Okunacak metin:

################

Adalıyız. Hem de şu bu adalı da değil. Hem Akdenizli hem de adalı.... Farkında değiliz ama bu, kendi başına bile, zaten çok önemli bir ‘özellik’. Bir de, yüzyıllar boyunca adamızda neler görüp neler yaşadığımızı, nelere katlandığımızı, neleri içimize atıp susup oturmak zorunda kaldığımızı düşününce çok farklı bir ‘model’ olarak varlığımızı sürdürdüğümüz de anlaşılabilir kolayca.
Benzerine az rastlanan bazı alışkanlıklarımız, bazı huylarımız var. Her birimiz, bunları, ayrı ayrı derlemeye, toplamaya kalksak belki de kalınca bir kitap bile çıkıverir ortaya.
Birazcık da ironi katarak, birazını olsun toplamaya çalışalım...
- Bakmayın yıllardır barut fıçıcı üstünde oturduğuna. Kıbrıslı saftır ve suskundur genelde. Taa ki bir kez patlayıncaya kadar.
- Tarih boyunca, gelen oynadı, giden oynadı ‘Adalı’yla. Hep, kendini başrolde sanıp oyuna katkı koydu. Ama aslında üçüncü hatta dördüncü sınıf bir figürandan başka bir şey olmadığını hiç fark etmedi. Hep geç uyandı.
- Ona, buna benzetildi hep. Aslında Kıbrıslı ‘farklı’dır ama farklı olduğunun farkında bile değildir. Yahut farkında değilmiş gibi davranır.
- Kıbrıslı, yemeyi-içmeyi sever. Sosyal yaşamında en çok sevdiği ve tercih ettiği şeydir bol meze dolu masa etrafından arkadaşlarıyla birlikte kafayı çekmek.
- İlginçtir... Ülkesi şarabıyla anılmıştır tarihi boyunca. Ama Kıbrıslı, şimdilerdeki tercihi viskidir. Üstelik, dünyada örneği pek olmayan bir biçimde, o bol mezeli sofralarda...
- İçkiyi biraz fazla kaçırınca tahammül etmek zordur Kıbrıslı’ya... İçini döker bol bol. Seryçe tartışmalara girer. Hatta kavga bile eder. Ertesi sabah ise olan bitenle ilgili hiçbir şey hatırlamaz.
- Sivil Toplum Örgütlerinin kuruluşu aşamasında çok heyecanlıdır Kıbrıslı. Ama heyecanı çok uzun sürmez. Bir süre sonra evine çekilir uzaktan izlemeye başlar kuruluşunda yer aldığı örgütü.
- Adada, herhangi bir konuda heyecan doruğa ulaştığında kalabalıklar vardır hep. Ama iş uzadıkça kalabalıklar küçük küçük topluluklara dönüşür.
- Mangal-Şeftali Kebabı, muluhiya, kolokas vazgeçemediklerindendir adalının.

################

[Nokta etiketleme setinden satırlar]
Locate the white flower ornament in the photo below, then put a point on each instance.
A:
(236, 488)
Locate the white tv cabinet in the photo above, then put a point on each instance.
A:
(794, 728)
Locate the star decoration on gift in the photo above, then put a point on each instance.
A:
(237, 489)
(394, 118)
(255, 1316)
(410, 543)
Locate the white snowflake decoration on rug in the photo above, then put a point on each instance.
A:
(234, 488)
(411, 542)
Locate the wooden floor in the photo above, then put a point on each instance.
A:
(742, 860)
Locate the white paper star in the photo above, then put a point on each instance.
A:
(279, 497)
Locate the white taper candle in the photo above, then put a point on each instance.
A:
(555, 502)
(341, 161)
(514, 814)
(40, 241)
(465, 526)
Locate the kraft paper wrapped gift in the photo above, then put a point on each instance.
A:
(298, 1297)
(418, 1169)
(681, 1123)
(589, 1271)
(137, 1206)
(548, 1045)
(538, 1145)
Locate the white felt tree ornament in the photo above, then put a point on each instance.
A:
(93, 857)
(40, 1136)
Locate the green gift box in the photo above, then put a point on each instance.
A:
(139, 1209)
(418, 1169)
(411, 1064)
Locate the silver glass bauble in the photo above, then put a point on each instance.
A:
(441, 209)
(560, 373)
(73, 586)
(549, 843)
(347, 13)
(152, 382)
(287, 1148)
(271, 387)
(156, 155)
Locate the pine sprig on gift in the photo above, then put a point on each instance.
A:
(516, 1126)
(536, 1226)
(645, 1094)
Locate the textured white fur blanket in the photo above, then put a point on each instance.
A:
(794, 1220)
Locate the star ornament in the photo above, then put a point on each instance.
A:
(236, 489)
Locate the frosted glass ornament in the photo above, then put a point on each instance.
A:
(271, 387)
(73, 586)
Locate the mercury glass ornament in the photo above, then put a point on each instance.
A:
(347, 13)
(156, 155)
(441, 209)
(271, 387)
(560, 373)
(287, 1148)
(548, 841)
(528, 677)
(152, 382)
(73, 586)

################

Amaç 1:
Kıbrıslılar hakkındaki metne göre Kıbrıslının şimdilerde tercih ettiği içki hangisidir?
Amaç 2:
Kıbrıslılar hakkındaki metinde "- Tarih boyunca, gelen" ile "bol mezeli sofralarda..." arasındaki kısmı, ikisi de dahil olmak üzere, "arkadaşlarıyla" yerine "dostlarıyla" koyarak düzenleyin.
Amaç 3:
Aşağıdaki (a), (b) ve (c) ifadelerinin Kıbrıslılar hakkındaki metinle uyuşup uyuşmadığını belirtin. Her birine evet ya da hayır diye cevap verin ve kararı belirleyen sözleri metinden aynen aktarın.
(a) Kıbrıslının sivil toplum örgütlerinin kuruluşundaki heyecanı uzun sürer.
(b) Kıbrıslının ülkesi tarihi boyunca şarabıyla anılmıştır.
(c) İçkiyi fazla kaçıran Kıbrıslı, ertesi sabah olan biteni hatırlar.
Bu satırların kullanılmasına gerek yoktur.

Görev sonucu 1:
Kıbrıslının şimdilerdeki tercihi viskidir.

Görev sonucu 2:
- Tarih boyunca, gelen oynadı, giden oynadı ‘Adalı’yla. Hep, kendini başrolde sanıp oyuna katkı koydu. Ama aslında üçüncü hatta dördüncü sınıf bir figürandan başka bir şey olmadığını hiç fark etmedi. Hep geç uyandı.
- Ona, buna benzetildi hep. Aslında Kıbrıslı ‘farklı’dır ama farklı olduğunun farkında bile değildir. Yahut farkında değilmiş gibi davranır.
- Kıbrıslı, yemeyi-içmeyi sever. Sosyal yaşamında en çok sevdiği ve tercih ettiği şeydir bol meze dolu masa etrafından dostlarıyla birlikte kafayı çekmek.
- İlginçtir... Ülkesi şarabıyla anılmıştır tarihi boyunca. Ama Kıbrıslı, şimdilerdeki tercihi viskidir. Üstelik, dünyada örneği pek olmayan bir biçimde, o bol mezeli sofralarda...

Görev sonucu 3:
(a) Hayır: "Ama heyecanı çok uzun sürmez."
(b) Evet: "Ülkesi şarabıyla anılmıştır tarihi boyunca."
(c) Hayır: "Ertesi sabah ise olan bitenle ilgili hiçbir şey hatırlamaz."